Thursday, March 1, 2012

Media Undermines its Case Against Israe


Media Undermines its Case Against Israel

First, the Times seeks to lay on the guilt with an article titled “U.S. Sees Iran Attacks as Likely if Israel Strikes.” It is a warning to Israel to consider the fact that the U.S. would also be a target of Iranian attacks if the country’s nuclear installations are bombed. But then the reporters seem to make the opposite case:
While a missile retaliation against Israel would be virtually certain, according to these assessments, Iran would also be likely to try to calibrate its response against American targets so as not to give the United States a rationale for taking military action that could permanently cripple Tehran’s nuclear program. “The Iranians have been pretty good masters of escalation control,” said Gen. James E. Cartwright, now retired, who as the top officer at Strategic Command and as vice chairman of the Joint Chiefs of Staff participated in war games involving both deterrence and retaliation on potential adversaries like Iran.

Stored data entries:
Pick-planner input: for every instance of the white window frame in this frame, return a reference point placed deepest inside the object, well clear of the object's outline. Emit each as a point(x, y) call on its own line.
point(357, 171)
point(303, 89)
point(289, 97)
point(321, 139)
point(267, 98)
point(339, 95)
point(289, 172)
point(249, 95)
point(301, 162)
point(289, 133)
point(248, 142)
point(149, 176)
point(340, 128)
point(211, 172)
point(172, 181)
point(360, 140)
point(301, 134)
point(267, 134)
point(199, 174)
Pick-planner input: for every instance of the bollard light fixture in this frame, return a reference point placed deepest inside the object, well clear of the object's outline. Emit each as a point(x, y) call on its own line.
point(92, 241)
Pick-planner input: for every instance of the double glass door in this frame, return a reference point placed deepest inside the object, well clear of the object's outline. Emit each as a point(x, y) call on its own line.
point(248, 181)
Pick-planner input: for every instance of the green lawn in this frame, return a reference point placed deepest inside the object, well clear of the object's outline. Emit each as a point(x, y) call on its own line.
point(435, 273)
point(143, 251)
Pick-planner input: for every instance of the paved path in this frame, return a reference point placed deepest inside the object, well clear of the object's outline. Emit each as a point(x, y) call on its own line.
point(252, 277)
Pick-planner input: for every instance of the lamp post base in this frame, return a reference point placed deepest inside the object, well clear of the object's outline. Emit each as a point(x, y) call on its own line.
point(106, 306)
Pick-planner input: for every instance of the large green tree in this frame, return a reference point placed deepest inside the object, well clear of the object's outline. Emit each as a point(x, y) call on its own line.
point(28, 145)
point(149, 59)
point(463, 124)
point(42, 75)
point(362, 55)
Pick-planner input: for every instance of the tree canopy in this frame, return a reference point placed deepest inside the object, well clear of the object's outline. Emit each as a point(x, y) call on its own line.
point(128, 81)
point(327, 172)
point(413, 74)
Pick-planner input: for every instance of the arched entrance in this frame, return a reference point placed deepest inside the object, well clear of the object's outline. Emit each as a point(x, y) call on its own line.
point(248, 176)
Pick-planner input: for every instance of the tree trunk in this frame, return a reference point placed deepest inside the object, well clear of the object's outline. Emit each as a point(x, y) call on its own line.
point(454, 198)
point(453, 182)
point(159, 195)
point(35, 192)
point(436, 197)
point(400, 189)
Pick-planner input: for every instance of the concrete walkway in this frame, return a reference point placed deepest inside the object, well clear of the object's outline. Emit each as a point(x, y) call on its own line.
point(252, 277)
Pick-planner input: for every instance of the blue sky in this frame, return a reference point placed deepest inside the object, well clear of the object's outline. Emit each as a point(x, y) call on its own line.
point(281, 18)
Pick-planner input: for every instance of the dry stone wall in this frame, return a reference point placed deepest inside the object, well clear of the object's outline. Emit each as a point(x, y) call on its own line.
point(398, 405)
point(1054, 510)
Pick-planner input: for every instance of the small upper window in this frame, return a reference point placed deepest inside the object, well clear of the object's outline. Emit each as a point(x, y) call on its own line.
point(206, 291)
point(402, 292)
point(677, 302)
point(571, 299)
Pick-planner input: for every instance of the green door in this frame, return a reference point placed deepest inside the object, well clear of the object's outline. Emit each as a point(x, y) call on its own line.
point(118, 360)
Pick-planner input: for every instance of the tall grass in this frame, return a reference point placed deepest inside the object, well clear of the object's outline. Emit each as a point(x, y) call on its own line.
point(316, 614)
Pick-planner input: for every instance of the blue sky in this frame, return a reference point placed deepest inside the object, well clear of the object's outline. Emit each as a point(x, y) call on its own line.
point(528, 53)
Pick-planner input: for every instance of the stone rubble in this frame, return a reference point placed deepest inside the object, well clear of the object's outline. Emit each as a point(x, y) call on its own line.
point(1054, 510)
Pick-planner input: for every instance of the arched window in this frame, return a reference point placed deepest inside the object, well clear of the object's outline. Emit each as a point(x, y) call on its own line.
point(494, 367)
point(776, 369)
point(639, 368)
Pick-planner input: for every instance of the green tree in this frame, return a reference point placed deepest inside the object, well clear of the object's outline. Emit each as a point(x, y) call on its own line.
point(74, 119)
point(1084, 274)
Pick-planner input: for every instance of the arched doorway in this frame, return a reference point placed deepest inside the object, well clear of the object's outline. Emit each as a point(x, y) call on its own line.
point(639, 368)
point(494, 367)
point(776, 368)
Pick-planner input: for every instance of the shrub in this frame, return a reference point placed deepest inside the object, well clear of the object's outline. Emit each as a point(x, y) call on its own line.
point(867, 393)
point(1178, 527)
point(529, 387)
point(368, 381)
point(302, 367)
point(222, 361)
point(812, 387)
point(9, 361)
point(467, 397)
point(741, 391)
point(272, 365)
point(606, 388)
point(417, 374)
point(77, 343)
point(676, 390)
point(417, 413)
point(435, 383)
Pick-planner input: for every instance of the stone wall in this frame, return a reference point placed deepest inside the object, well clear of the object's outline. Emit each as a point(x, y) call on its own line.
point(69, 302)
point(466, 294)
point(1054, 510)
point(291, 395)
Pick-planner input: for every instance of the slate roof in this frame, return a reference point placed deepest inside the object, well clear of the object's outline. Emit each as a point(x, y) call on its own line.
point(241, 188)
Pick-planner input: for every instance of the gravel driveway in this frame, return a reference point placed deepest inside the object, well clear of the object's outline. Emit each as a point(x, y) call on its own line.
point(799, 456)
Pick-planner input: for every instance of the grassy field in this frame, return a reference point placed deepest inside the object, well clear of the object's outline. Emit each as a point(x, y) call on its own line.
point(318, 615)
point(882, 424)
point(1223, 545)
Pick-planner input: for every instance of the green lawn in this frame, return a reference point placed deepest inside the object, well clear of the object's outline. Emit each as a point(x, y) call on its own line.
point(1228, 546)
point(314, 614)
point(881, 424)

# WHAT IS BEING ASKED
Answer these questions about the text on media coverage of Israel and Iran.
(a) What is the title of the Times article the text discusses?
(b) Who is quoted calling the Iranians "pretty good masters of escalation control"?
(c) On what date was the text posted?

# RESULT
(a) "U.S. Sees Iran Attacks as Likely if Israel Strikes."
(b) Gen. James E. Cartwright.
(c) Thursday, March 1, 2012.